§ Source records
....................
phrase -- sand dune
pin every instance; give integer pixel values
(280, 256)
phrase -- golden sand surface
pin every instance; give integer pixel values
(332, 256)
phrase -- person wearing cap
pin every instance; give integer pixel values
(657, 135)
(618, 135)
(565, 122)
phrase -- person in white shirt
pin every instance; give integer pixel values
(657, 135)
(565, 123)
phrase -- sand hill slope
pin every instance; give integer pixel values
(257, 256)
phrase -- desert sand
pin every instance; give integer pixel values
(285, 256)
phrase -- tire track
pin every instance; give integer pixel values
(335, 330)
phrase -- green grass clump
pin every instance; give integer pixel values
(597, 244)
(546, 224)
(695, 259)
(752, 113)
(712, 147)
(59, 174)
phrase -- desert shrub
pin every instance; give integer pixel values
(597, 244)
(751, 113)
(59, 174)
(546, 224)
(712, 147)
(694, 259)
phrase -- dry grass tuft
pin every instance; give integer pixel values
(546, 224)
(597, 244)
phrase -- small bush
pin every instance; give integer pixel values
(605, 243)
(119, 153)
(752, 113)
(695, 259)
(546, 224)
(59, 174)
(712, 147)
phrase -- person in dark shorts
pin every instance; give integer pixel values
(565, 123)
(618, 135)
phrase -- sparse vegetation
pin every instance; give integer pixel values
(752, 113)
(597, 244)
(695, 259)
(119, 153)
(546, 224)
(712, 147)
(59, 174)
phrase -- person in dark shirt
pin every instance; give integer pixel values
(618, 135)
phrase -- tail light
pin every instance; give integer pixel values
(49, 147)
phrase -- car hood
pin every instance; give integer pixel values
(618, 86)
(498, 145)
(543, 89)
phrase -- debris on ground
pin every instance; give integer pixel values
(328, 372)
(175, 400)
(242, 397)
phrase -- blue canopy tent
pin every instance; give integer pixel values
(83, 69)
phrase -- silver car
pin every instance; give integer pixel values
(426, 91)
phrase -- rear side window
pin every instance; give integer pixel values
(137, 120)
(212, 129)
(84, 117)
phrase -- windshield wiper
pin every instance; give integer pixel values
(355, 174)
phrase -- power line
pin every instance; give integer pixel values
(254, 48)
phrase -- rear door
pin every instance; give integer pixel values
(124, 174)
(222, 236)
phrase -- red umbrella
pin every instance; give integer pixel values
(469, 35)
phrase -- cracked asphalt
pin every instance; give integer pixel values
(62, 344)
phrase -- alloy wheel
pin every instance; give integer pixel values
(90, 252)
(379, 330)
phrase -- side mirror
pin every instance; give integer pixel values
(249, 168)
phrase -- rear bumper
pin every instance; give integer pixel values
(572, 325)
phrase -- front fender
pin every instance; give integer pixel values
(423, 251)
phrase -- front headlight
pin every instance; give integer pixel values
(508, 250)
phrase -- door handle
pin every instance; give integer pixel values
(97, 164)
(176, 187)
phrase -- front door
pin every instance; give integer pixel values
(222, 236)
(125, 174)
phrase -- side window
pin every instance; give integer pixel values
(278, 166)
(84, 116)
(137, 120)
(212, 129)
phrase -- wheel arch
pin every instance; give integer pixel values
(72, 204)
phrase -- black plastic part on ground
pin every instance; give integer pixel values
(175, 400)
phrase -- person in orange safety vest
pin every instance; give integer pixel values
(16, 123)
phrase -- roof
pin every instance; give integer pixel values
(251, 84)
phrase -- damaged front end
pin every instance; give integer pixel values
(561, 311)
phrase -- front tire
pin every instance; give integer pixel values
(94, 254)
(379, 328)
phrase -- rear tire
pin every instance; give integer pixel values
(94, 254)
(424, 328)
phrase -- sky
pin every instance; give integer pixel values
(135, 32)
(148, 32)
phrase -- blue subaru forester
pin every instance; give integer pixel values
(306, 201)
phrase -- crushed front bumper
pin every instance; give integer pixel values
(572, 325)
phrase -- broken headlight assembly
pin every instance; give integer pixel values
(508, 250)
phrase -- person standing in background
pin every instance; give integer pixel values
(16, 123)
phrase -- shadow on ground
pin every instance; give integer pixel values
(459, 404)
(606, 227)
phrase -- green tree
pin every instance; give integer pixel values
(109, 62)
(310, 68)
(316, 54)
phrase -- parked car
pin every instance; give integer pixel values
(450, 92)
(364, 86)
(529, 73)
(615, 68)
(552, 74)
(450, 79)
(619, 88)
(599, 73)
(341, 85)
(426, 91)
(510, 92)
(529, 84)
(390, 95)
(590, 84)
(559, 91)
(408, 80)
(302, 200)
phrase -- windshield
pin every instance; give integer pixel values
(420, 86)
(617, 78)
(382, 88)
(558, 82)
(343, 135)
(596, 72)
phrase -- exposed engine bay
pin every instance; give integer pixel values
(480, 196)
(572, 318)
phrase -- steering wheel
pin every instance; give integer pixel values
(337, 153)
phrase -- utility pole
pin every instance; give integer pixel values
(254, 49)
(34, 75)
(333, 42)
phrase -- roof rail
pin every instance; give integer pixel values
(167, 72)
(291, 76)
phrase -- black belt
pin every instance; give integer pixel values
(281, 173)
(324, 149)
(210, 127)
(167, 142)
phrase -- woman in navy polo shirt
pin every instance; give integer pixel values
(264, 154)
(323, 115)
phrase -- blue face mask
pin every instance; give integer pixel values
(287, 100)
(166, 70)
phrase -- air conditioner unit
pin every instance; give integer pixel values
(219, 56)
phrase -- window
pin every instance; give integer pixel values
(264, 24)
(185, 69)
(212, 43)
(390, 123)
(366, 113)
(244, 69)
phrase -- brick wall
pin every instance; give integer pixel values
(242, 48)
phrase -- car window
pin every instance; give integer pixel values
....................
§ WHAT THE TASK ASKS
Restate exactly the records above from their first line through the line that holds "phrase -- sand hill slope", please, including both and leaving out all others.

§ SOLUTION TO THIS PROBLEM
phrase -- sand dune
pin every instance; give integer pixel values
(280, 256)
phrase -- golden sand surface
pin every instance; give integer pixel values
(332, 256)
phrase -- person wearing cap
pin every instance; give integer pixel values
(657, 135)
(618, 135)
(565, 122)
phrase -- person in white shirt
pin every instance; give integer pixel values
(657, 135)
(565, 123)
phrase -- sand hill slope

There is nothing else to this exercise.